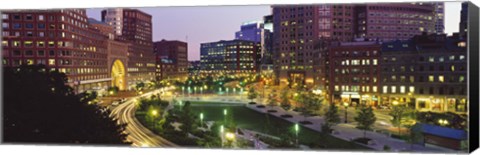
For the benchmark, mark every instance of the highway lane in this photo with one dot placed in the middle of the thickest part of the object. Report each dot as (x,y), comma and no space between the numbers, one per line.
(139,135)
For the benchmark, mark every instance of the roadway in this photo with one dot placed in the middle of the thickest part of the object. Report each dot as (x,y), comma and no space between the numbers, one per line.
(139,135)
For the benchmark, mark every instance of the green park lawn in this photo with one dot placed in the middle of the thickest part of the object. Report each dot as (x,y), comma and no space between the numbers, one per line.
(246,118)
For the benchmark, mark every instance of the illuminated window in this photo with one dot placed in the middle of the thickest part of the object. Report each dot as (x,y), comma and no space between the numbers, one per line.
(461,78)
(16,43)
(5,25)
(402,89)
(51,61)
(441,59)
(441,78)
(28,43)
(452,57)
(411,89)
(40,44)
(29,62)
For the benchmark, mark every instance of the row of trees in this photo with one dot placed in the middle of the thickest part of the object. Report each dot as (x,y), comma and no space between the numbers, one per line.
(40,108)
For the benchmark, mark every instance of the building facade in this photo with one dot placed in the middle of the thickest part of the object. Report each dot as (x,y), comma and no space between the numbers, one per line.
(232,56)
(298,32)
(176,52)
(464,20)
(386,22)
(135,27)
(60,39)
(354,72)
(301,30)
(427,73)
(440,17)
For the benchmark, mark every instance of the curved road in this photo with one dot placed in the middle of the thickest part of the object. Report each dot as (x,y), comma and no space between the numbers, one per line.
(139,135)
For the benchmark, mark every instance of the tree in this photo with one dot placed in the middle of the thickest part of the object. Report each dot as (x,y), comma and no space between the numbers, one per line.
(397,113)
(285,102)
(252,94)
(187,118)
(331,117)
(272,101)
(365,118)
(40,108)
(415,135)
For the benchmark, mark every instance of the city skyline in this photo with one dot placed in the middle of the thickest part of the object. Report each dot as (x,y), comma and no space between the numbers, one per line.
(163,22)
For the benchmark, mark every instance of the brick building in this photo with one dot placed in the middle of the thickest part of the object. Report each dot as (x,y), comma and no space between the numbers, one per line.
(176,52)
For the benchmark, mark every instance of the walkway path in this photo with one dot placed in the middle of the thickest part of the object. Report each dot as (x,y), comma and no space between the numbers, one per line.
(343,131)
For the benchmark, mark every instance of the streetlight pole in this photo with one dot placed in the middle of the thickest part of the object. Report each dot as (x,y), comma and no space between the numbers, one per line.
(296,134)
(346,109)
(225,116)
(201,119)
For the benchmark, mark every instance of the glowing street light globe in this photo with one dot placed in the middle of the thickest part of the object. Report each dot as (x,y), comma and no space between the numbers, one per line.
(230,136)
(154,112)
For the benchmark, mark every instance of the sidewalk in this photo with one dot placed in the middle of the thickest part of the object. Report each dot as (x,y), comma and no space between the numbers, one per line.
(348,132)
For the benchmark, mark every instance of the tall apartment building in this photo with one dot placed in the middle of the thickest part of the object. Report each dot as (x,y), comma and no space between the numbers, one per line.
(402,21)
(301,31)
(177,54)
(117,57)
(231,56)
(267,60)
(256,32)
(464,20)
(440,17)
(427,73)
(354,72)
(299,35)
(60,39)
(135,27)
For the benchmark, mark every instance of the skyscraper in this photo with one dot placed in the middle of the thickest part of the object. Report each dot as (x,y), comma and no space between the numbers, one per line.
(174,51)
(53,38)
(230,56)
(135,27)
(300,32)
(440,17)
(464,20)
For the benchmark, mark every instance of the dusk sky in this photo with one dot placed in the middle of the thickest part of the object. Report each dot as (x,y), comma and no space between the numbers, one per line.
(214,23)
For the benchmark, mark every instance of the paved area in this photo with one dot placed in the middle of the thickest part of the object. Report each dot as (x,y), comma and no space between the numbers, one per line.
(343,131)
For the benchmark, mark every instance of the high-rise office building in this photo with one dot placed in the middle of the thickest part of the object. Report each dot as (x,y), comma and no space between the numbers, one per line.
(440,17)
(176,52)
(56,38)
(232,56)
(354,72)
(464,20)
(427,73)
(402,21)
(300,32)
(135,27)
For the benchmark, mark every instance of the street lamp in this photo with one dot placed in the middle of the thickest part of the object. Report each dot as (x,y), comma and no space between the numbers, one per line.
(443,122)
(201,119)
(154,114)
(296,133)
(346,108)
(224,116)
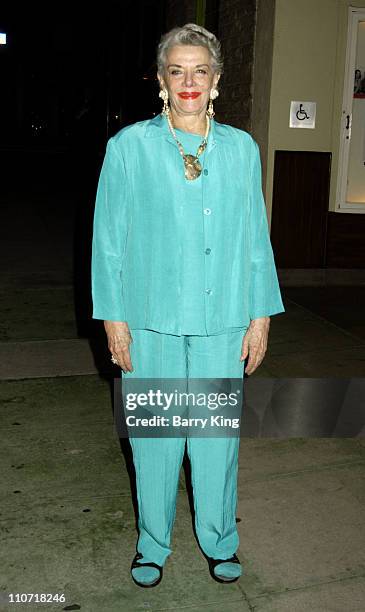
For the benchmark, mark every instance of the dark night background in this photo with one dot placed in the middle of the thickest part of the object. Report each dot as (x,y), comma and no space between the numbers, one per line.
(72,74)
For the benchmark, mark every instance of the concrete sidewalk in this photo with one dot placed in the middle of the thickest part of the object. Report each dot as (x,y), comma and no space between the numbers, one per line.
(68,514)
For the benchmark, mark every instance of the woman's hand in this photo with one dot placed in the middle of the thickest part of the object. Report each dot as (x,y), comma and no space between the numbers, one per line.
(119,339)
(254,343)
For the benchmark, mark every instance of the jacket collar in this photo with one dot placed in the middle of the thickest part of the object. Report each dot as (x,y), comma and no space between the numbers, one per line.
== == ==
▸ SET PROBLEM: Give the material again exactly as it is, but keep the pictures out.

▸ SOLUTION TO THE EXERCISE:
For the benchmark, mark every instance of the highway lane in this photo with one dot placed in the middle of the thickest part of the object. Report each dot as (x,y), comma and no space between the numbers, one per line.
(139,135)
For the benchmark, mark every instance of the roadway in this photo with one dot placed in the middle of the thickest part of the object. Report each dot as (x,y), comma and no space between the numbers, one per line.
(139,135)
For the benchmark, mark every instance of the green park lawn in this photo with one dot placed in the middle of the thickest part of the object. Report each dot as (x,y), comma and no space between the numbers, one per line.
(246,118)
For the benchmark, mark every instance of the illuminated window in this photo with one dot placed in the middle of the thickest part of the object. Report each dot as (x,y), comma and no space between the numbers, one per line.
(461,78)
(16,43)
(5,25)
(402,89)
(51,61)
(441,59)
(441,78)
(28,43)
(452,57)
(411,89)
(40,44)
(29,62)
For the benchmark, mark every instance of the row of trees in this photo with one dot placed in the middle of the thickest part of the object. Report each dot as (x,y), comma and no space between the numbers, one per line.
(40,108)
For the benchmark, mark every instance of the building facade in this photo with one dot placed in the middle of the thickest part of the object. Report each dot as (x,y), comma and no space between the numbers, one per line.
(232,56)
(298,32)
(176,52)
(464,20)
(386,22)
(135,27)
(60,39)
(354,72)
(301,30)
(427,73)
(440,17)
For the benchmark, mark every instance of the curved road in this photo with one dot placed in the middle of the thickest part of the object. Report each dot as (x,y), comma and no space between the numbers, one per line.
(139,135)
For the benchmark, mark every instance of the tree in this photo with one dot placed in the middle of the thickest part of the object. Report each dot as (x,y), comma and no space between the numbers, one per line.
(397,113)
(285,102)
(252,94)
(187,118)
(331,117)
(272,101)
(365,118)
(40,108)
(415,135)
For the benchmark, mark every instance of the city skyline in this photo with one dot placed in the middle of the thickest part of the object. Report each dot as (x,y), comma and no space between the numbers, one per line.
(163,22)
For the benchmark, mark every instance of the brick building in this photo with one dot placed in the middle of the thickest part of the object. Report each dot as (x,y), comma and no space between the numbers, one per line.
(176,52)
For the benchmark, mark every instance of the walkway path in this photo with one dot placed in the middle of the thickest part of the object. Report each dot as (x,y), comma and no space between the numbers, one per line.
(343,131)
For the benchmark, mark every instance of the streetlight pole in this photo with one dot placed in the middle of the thickest part of the object. Report each dot as (x,y), comma and no space between the numbers, one per line.
(296,134)
(346,109)
(225,116)
(201,119)
For the benchmark, mark every instance of the glowing street light globe in this photo with one dot placed in the middle of the thickest part of the object. Report each dot as (x,y), comma and no space between the numbers, one per line.
(230,136)
(154,112)
For the benchmark, mark every instance of the sidewalk in this photo with one dot placed in the middle of the thickest part of the object. Report each dot as (x,y), comma and no space between the numbers, one per line.
(348,132)
For the benchmark, mark every instance of the tall apartment building in this photo with one dot placed in the middle of the thickest part of the object. Report each dot as (x,y), comma and no space between the numbers, one per line.
(402,21)
(301,31)
(177,54)
(117,57)
(231,56)
(267,60)
(256,32)
(464,20)
(440,17)
(427,73)
(354,72)
(299,35)
(60,39)
(135,27)
For the benchmark, mark every instance of the skyscraper in this photo with one dot placed in the middle of the thickest part of the object. Report each dot as (x,y), comma and no space between the numbers, one per line.
(174,51)
(53,38)
(230,56)
(135,27)
(300,32)
(440,17)
(464,20)
For the benchmark, mark every instance of the dusk sky in this photo with one dot placed in the middle of the thickest part of the object. Report each dot as (x,y), comma and no space between the numbers, one per line.
(214,23)
For the benchmark, mark every instance of the paved area in this photo with one dot placed in the middle of the thickest part of the object. Report each dot as (x,y), comma and no space between the numbers, one per line.
(343,131)
For the benchmark, mark every instance of the high-rise office building in this photo with one dot placed in the middle of the thickest part of the object. Report each dot as (x,y), comma and no space between the numbers, one per line.
(440,17)
(176,52)
(56,38)
(232,56)
(354,72)
(464,20)
(427,73)
(402,21)
(300,32)
(135,27)
For the benchmark, mark every instance of the street lamp in this photo with one dot placed in the middle of the thickest part of the object. Report each dot as (x,y), comma and no space between the numbers, one per line.
(443,122)
(201,119)
(154,114)
(296,133)
(346,108)
(224,116)
For the benchmark, mark every instance of the dark night background in this photo with one dot placed in the middle of the thickest part of the object. Report each dot as (x,y), comma and no space between the numbers, one per line.
(72,74)
For the benchmark, mark every instance of the concrete sidewalk in this photo with one dot placed in the middle of the thickest part of the object. Report each dot as (x,y), comma and no space between the numbers, one per line.
(68,514)
For the benchmark, mark every instance of the woman's hand in this photo with one dot placed in the middle of the thickest part of the object. Report each dot as (x,y), comma and no space between the numbers, one per line.
(119,339)
(254,343)
For the benchmark, mark every instance of the jacket collar in this photo with one dot placed in the middle of the thickest part of the object. Report each dot as (x,y), comma and no space between the numbers, one per line.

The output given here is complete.